> _Data for processing_:
# # # # # # #
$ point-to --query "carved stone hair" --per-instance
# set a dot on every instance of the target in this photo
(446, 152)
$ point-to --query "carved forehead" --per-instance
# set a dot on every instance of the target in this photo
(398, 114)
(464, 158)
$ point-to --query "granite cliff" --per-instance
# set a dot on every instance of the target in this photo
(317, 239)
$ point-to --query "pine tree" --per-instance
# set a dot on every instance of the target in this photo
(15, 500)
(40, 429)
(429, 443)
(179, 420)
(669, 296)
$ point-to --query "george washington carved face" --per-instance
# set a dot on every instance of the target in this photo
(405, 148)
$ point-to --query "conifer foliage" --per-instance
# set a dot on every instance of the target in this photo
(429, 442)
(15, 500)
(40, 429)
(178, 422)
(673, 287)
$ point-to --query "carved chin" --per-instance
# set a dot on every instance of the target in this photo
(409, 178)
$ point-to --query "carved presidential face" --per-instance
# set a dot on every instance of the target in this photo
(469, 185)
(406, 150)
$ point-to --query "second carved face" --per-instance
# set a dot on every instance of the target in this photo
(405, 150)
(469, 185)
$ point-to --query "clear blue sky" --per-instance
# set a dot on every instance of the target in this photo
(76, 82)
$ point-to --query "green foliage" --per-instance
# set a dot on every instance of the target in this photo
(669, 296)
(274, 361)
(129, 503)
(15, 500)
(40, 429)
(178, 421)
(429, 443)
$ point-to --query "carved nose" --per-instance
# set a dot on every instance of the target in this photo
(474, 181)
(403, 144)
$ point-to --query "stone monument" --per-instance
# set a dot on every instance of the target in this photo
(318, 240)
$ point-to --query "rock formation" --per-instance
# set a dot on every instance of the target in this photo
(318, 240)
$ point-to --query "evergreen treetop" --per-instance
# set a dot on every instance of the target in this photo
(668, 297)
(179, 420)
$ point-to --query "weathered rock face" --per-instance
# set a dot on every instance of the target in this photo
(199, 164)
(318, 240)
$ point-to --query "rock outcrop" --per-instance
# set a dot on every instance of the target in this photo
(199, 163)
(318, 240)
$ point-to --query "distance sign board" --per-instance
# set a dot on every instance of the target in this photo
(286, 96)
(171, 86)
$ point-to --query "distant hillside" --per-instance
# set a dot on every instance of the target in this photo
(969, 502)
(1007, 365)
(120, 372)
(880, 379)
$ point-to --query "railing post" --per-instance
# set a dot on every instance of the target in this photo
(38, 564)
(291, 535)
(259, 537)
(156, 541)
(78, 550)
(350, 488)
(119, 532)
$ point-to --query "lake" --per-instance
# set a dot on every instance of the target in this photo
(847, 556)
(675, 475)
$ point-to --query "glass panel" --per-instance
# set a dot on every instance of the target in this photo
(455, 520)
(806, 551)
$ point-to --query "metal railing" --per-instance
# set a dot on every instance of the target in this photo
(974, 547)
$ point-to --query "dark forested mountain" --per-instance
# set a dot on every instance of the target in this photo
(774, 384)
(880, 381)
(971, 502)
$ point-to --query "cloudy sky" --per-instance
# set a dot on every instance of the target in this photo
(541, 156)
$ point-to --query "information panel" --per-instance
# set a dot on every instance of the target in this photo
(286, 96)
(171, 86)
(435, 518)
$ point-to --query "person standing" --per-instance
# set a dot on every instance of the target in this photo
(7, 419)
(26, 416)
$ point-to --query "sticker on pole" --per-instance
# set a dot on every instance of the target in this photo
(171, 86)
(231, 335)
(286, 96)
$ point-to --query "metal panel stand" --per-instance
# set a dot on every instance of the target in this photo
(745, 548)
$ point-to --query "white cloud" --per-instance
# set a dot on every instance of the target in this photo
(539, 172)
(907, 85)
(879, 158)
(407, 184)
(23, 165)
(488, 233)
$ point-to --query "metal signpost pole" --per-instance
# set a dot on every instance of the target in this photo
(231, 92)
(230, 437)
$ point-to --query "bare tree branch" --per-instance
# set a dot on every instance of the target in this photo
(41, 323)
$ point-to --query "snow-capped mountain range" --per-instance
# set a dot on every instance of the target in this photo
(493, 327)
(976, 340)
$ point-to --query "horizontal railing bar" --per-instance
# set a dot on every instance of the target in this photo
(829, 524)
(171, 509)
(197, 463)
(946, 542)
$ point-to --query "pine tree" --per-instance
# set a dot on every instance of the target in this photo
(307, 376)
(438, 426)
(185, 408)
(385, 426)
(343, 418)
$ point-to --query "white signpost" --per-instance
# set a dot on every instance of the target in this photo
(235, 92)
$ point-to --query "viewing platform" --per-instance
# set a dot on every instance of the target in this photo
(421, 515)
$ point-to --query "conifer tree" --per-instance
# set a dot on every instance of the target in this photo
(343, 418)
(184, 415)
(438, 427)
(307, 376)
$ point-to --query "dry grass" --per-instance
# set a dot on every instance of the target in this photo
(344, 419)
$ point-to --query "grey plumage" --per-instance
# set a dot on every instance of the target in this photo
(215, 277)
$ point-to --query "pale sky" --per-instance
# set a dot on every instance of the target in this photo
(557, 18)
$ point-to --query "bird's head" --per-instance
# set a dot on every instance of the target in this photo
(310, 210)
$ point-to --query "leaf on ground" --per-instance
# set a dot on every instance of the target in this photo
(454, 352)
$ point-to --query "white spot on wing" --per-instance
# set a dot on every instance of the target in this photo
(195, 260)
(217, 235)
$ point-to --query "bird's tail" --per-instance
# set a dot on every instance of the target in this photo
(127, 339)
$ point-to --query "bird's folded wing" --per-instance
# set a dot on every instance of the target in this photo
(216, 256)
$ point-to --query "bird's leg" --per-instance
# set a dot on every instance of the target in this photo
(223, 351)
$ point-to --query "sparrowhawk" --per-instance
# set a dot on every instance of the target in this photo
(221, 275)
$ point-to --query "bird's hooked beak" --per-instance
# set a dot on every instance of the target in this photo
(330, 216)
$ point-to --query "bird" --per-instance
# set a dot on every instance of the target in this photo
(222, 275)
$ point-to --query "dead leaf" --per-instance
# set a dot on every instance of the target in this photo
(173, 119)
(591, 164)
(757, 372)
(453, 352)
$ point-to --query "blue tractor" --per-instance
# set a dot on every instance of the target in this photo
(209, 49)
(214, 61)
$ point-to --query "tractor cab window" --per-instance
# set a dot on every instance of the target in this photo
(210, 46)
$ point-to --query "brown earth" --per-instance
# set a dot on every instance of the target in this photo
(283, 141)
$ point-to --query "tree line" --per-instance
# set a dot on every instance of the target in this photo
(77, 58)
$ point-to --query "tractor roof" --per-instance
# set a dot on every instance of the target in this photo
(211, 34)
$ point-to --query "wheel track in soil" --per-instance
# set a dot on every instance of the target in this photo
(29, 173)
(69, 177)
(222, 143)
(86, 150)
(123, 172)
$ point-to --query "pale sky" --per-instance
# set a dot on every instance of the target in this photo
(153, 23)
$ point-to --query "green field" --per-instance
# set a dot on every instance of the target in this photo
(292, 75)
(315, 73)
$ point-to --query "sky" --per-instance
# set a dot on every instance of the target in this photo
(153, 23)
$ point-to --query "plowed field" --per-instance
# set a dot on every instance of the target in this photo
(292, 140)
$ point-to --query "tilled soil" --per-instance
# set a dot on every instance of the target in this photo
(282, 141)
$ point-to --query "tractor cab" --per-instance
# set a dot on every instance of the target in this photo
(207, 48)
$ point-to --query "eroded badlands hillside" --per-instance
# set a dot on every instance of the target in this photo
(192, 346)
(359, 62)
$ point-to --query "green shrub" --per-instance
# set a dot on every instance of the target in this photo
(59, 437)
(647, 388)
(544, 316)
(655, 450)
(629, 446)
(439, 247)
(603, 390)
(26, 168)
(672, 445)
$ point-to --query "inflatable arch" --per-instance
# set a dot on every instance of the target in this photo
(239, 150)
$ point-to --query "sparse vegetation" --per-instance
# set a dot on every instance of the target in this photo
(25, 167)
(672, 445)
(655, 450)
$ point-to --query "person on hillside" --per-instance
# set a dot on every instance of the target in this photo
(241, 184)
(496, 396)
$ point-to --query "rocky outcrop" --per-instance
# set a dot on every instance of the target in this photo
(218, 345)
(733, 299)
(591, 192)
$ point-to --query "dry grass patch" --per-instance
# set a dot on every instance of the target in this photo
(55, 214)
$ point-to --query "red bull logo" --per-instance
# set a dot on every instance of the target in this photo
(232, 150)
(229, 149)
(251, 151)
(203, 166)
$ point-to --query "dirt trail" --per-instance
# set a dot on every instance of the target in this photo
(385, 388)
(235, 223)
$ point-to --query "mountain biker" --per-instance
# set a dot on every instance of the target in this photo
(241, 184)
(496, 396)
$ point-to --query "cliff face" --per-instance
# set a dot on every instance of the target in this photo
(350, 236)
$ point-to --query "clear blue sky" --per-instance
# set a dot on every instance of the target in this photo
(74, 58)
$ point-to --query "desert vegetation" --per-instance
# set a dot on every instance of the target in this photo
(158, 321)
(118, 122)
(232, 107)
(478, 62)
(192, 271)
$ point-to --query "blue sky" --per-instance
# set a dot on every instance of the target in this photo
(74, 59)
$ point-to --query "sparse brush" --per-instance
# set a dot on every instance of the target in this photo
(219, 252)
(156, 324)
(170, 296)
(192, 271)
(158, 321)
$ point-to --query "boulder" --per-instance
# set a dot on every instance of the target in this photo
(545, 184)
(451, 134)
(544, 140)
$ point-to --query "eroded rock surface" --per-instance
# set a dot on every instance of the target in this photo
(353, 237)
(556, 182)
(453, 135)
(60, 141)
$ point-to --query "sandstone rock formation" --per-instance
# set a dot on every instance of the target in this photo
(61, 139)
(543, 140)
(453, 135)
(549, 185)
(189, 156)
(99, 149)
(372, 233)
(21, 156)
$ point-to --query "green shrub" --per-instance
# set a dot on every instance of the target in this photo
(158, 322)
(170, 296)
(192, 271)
# # # # # # #
> _Problem to solve_:
Tally the lines of the records that contain "railing", then write only the total.

> _Answer to the problem_:
3